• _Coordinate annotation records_

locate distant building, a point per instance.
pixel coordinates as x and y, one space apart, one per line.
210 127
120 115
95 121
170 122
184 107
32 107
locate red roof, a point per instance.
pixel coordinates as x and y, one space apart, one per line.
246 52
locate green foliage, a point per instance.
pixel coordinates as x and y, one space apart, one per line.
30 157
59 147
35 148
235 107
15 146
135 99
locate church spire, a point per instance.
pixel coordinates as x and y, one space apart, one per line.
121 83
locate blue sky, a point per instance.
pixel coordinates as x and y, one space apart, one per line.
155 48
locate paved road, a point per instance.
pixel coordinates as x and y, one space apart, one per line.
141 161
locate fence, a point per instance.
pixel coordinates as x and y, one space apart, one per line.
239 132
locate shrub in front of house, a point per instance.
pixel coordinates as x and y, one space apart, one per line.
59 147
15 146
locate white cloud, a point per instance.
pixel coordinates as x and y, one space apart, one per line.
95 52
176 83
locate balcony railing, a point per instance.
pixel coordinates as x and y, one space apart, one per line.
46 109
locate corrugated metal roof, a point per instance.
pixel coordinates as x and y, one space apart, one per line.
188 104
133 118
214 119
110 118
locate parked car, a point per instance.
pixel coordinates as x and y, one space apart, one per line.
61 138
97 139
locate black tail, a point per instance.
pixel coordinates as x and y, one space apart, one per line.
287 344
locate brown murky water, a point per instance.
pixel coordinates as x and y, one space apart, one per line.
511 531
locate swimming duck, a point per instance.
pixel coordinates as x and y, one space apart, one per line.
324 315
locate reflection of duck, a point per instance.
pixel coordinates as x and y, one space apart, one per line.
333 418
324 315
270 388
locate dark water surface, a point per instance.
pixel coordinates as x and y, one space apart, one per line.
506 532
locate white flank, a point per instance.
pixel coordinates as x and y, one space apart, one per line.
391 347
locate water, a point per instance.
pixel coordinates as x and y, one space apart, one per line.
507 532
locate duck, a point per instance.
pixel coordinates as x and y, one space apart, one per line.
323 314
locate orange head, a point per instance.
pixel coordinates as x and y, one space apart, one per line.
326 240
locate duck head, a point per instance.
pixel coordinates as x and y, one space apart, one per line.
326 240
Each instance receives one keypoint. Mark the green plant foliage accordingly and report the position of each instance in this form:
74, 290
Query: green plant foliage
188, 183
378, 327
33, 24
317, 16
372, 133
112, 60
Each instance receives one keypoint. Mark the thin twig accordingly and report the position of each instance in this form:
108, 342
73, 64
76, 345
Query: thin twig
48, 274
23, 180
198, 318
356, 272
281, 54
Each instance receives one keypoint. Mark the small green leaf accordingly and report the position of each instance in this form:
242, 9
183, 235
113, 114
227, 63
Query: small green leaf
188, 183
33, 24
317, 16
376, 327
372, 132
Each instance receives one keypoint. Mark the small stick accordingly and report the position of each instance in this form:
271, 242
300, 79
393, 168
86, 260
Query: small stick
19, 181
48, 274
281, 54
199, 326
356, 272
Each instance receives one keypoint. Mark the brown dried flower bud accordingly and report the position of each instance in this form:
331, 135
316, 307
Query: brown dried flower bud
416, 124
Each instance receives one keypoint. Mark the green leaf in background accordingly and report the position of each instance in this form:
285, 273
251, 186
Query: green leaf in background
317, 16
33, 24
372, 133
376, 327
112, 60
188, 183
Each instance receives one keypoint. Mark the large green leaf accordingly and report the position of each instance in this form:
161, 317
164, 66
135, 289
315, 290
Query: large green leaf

• _Work to be completed_
Please extract every line of the material above and reproduce each one unchanged.

• _Written solution_
locate distant building, a point per instance.
pixel coordinates as x and y, one space apart, one per line.
210 127
120 115
95 121
170 122
184 107
32 107
locate red roof, a point per instance.
pixel coordinates as x and y, one space apart, one per line.
246 52
locate green foliage, a point per instance.
pixel coordinates as x and y, one space apart, one per line.
30 157
59 147
35 148
235 107
15 146
135 99
locate church spire, a point per instance.
pixel coordinates as x and y, one space apart, one per line.
121 83
locate blue sky, a point per instance.
pixel coordinates as x and y, one space apart, one per line.
155 48
locate paved road, a point per instance.
pixel coordinates as x and y, one space apart, one per line.
141 161
locate fence, a point per instance.
pixel coordinates as x and y, one space apart, one per line.
239 132
locate shrub in front of house, a point per instance.
pixel coordinates as x and y, one space apart, one per line.
59 147
15 146
locate white cloud, a point per instance.
pixel coordinates as x and y, one space apart, one per line.
95 52
176 83
locate balcony railing, a point per instance.
pixel coordinates as x and y, one space apart, one per line.
46 109
locate corrugated metal roof, a point per instance.
pixel coordinates as x and y, one space apart, one per line.
188 104
133 118
214 119
110 118
locate parked car, a point per instance.
pixel coordinates as x and y, one space apart, one per line.
61 138
97 139
locate black tail, a point per instance.
pixel coordinates as x and y, one space apart, one per line.
287 344
locate brown murky water, a point per instance.
pixel coordinates as x and y, one space apart, one per line.
511 531
locate swimming duck, a point per instance.
pixel coordinates as x and y, one space apart, one per line.
324 315
locate reflection of duck, a point per instance.
pixel coordinates as x and y, one space apart, one per line.
333 418
324 315
270 388
locate dark water surface, a point per instance.
pixel coordinates as x and y, one space apart, one per line.
506 532
locate white flank, a point per instance.
pixel coordinates as x and y, one space apart, one per line.
391 347
locate water, a point per instance.
pixel coordinates as x and y, one space apart, one per line.
507 532
locate duck, a point per instance.
pixel coordinates as x and y, one space apart, one per line.
323 314
locate orange head, a point per instance.
pixel coordinates as x and y, one space apart, one per line.
326 240
locate duck head, a point per instance.
pixel coordinates as x and y, one space apart, one per line.
326 240
Each instance receives one keypoint. Mark the green plant foliage accordingly and report the position of each instance in this form:
74, 290
Query: green plant foliage
188, 183
378, 327
33, 24
317, 16
372, 133
112, 60
Each instance receives one keypoint. Mark the thin twig accordingly and report the position of each instance in this form:
108, 342
73, 64
76, 345
Query: thin twig
48, 274
23, 180
198, 318
356, 272
281, 54
Each instance receives one keypoint. Mark the small green leaf accordingly and report the position of each instance in this form:
242, 9
183, 235
113, 114
227, 63
Query: small green leaf
188, 183
33, 24
317, 16
376, 327
372, 132
Each instance receives one keypoint. Mark the small stick accordingly and report the position of each instance in this form:
271, 242
300, 79
393, 168
86, 260
Query: small stick
19, 181
48, 274
281, 54
199, 326
356, 272
Each instance receives one keypoint. Mark the brown dried flower bud accordingly and report the position of each instance in this form:
331, 135
316, 307
Query: brown dried flower bud
416, 124
Each instance receives one keypoint. Mark the green leaf in background accordingly and report the position of each instance in this form:
285, 273
251, 186
Query: green leaf in background
317, 16
33, 24
372, 133
376, 327
112, 60
188, 183
Each instance receives one keypoint. Mark the large green leaf accordingly and report the position of each instance in this form:
161, 317
164, 66
135, 289
315, 290
Query: large green leaf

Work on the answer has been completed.